Records
++++
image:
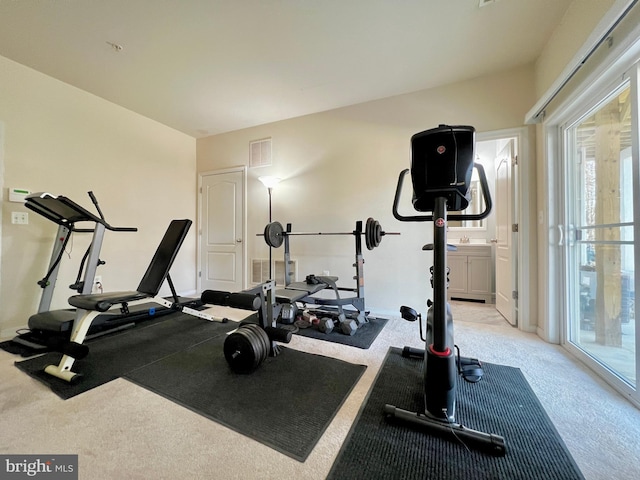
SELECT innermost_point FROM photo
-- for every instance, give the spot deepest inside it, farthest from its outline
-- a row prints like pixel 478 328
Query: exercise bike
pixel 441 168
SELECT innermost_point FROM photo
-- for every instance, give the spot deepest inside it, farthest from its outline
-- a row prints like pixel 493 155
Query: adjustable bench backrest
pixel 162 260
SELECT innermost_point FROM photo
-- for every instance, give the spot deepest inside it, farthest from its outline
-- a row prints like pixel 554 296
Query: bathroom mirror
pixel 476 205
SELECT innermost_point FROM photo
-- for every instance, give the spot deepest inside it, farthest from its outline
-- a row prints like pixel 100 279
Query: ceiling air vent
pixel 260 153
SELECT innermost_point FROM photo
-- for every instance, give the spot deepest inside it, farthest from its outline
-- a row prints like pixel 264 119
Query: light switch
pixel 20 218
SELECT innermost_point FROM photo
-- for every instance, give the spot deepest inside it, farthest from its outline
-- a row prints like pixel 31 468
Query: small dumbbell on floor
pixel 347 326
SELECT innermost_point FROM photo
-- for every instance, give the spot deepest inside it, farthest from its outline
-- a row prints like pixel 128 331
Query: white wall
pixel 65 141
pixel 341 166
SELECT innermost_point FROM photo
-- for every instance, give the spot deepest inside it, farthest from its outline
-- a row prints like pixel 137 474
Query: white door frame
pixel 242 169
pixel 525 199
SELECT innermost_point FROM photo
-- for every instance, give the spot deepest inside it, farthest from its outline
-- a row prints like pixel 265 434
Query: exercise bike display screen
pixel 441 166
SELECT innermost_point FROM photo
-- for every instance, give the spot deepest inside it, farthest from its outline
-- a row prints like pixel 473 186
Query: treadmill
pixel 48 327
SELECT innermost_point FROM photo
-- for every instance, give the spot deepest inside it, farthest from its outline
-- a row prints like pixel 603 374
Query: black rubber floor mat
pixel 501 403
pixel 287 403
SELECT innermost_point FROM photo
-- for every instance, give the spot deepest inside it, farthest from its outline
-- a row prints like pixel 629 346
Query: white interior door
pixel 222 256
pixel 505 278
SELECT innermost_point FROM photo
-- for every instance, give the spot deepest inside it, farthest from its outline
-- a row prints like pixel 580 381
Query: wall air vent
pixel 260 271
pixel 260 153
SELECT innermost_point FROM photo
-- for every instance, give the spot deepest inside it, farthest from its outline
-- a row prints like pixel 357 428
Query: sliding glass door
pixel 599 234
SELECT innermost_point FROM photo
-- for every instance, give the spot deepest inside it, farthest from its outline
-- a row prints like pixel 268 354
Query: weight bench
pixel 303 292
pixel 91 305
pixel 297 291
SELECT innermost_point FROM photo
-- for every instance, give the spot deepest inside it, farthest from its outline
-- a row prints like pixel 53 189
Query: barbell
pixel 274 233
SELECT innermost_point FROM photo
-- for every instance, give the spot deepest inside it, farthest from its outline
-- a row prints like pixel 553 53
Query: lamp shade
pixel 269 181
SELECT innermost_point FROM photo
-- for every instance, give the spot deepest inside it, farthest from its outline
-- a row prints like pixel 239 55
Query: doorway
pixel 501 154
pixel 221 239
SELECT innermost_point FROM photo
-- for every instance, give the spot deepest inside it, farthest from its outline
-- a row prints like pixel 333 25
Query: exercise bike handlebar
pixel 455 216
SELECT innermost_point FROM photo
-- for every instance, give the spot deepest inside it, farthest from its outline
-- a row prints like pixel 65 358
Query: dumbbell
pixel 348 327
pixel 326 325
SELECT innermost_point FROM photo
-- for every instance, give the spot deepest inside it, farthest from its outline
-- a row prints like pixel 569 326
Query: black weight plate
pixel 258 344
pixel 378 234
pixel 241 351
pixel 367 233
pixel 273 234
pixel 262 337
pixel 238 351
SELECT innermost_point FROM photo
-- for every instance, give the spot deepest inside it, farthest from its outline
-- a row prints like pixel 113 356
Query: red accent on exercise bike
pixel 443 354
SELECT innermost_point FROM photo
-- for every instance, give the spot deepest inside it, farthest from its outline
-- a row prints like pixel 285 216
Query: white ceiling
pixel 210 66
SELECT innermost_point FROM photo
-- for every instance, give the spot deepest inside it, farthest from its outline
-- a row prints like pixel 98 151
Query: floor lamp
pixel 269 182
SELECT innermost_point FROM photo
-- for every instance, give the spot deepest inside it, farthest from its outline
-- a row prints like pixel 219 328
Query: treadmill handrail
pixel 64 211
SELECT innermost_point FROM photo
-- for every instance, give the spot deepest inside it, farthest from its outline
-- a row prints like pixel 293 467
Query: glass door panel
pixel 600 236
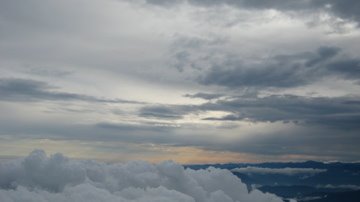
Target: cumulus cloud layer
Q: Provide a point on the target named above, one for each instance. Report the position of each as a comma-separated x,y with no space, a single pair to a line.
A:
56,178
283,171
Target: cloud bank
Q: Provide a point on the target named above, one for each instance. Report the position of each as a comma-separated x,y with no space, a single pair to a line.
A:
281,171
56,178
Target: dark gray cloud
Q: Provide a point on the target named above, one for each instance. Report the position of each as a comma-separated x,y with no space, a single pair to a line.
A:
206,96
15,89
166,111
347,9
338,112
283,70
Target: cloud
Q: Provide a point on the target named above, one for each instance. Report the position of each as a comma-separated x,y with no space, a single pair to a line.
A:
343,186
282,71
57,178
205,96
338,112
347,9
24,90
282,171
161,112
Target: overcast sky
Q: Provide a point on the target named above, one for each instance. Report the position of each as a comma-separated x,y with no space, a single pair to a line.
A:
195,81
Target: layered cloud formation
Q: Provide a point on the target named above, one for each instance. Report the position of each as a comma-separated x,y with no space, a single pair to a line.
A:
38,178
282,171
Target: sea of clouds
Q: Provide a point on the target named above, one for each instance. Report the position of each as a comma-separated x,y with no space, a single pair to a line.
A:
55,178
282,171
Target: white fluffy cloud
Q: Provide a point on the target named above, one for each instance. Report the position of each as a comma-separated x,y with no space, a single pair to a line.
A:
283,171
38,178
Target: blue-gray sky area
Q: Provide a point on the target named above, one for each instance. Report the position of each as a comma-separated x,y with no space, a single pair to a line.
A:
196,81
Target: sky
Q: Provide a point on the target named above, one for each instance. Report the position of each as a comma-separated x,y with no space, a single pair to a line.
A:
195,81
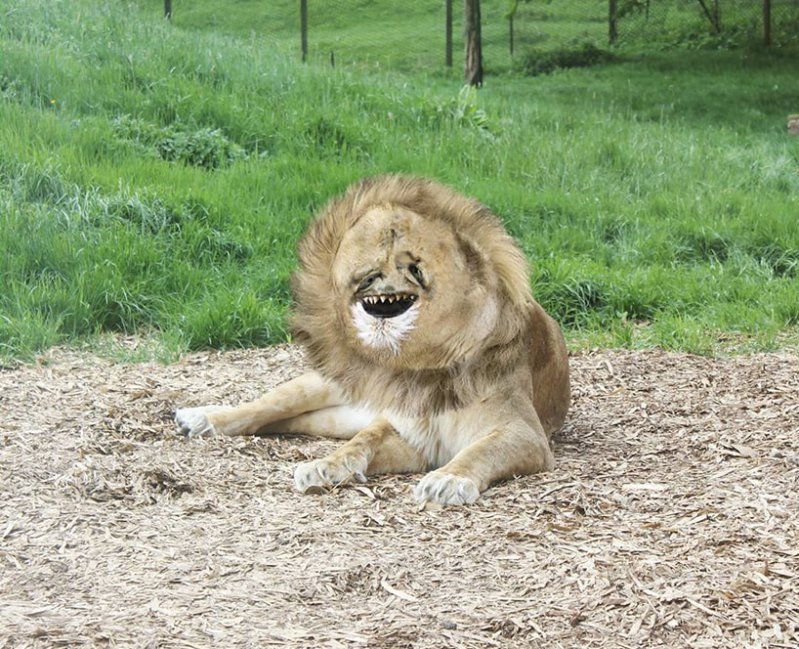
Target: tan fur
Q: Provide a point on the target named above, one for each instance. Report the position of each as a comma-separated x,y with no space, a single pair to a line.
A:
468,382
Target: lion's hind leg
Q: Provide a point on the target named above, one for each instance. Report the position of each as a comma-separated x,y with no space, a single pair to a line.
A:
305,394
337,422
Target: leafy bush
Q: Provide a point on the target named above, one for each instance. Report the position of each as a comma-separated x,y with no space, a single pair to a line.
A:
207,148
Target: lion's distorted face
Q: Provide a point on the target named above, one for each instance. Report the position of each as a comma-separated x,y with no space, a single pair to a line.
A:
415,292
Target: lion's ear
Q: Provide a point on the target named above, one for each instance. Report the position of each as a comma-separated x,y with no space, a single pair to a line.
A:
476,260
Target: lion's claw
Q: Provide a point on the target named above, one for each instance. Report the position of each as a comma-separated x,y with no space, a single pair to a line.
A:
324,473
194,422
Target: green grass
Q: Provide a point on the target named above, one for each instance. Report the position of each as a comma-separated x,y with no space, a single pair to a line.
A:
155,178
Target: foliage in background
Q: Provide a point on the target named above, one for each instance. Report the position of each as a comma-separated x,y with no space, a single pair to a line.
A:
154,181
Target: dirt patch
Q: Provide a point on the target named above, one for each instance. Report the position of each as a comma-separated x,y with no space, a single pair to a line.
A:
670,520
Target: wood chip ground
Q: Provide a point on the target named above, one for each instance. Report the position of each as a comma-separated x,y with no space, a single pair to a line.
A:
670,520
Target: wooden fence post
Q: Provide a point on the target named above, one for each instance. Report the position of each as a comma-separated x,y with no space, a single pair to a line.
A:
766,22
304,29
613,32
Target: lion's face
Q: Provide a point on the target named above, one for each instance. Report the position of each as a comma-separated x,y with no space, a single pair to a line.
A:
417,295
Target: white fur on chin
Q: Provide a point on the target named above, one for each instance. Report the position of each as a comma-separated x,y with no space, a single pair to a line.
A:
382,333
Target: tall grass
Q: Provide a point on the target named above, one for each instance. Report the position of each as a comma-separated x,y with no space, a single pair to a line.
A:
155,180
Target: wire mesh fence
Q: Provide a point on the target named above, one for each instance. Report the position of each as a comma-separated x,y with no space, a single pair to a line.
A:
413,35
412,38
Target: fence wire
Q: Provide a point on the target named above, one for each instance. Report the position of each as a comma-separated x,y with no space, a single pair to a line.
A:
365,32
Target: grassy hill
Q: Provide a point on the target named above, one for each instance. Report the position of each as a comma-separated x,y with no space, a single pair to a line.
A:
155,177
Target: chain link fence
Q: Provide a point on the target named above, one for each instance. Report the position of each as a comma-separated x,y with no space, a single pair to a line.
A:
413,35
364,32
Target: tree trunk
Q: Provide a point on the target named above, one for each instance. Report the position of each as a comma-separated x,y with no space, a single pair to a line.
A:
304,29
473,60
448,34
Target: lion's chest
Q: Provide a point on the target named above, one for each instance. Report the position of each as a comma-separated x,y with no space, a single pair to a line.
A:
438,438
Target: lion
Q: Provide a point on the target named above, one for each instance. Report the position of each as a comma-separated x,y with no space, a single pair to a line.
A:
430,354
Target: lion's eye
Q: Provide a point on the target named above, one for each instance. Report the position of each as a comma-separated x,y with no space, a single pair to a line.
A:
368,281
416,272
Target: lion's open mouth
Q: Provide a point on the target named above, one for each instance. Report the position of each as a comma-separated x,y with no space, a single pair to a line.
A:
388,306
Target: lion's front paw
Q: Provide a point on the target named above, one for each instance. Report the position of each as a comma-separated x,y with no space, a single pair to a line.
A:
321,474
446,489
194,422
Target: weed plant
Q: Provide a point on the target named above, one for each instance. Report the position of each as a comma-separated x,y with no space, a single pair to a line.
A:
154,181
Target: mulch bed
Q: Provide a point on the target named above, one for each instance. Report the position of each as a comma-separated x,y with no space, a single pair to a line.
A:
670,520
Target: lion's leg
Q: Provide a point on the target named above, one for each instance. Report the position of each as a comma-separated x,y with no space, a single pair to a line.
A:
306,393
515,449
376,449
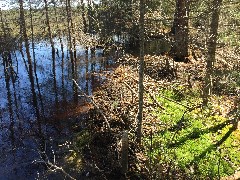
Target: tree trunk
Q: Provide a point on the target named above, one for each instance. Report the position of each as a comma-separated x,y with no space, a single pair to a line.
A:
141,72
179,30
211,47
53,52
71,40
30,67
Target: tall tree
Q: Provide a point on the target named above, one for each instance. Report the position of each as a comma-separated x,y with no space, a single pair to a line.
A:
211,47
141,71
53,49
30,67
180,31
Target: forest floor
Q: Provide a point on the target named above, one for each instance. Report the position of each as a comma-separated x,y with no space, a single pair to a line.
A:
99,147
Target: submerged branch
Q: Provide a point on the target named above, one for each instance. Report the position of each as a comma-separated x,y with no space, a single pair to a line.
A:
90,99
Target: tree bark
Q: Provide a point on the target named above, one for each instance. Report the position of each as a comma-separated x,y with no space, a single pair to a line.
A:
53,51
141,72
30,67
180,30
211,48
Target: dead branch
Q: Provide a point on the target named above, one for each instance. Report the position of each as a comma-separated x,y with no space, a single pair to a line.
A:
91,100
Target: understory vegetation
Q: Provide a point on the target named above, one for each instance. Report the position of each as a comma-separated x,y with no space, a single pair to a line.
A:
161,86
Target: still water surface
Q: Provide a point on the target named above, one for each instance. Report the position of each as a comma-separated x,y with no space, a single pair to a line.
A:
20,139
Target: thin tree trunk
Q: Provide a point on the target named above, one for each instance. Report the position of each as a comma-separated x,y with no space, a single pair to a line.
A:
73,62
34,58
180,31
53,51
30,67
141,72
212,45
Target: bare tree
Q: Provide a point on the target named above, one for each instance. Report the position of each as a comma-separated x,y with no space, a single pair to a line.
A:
++++
INSTRUCTION: Give the data from its start up to and including the line with "pixel 162 260" as a two-column CSV with the columns text and answer. Each row should hold one answer and the text before it, each in a single quoted field with line breaks turned into spaces, and the pictures should be left out.

RESPONSE:
text,answer
"image: SELECT innermost_point FROM photo -- for every instance, give the spot deepest inside it, farthest from its outline -- a row prints like pixel 478 328 Query: exercise bike","pixel 441 168"
"SELECT innermost_point FROM photo -- for every instance, give the spot deepest inside it, farthest from its outline -- a row prints like pixel 493 155 Query: adjustable bench backrest","pixel 162 260"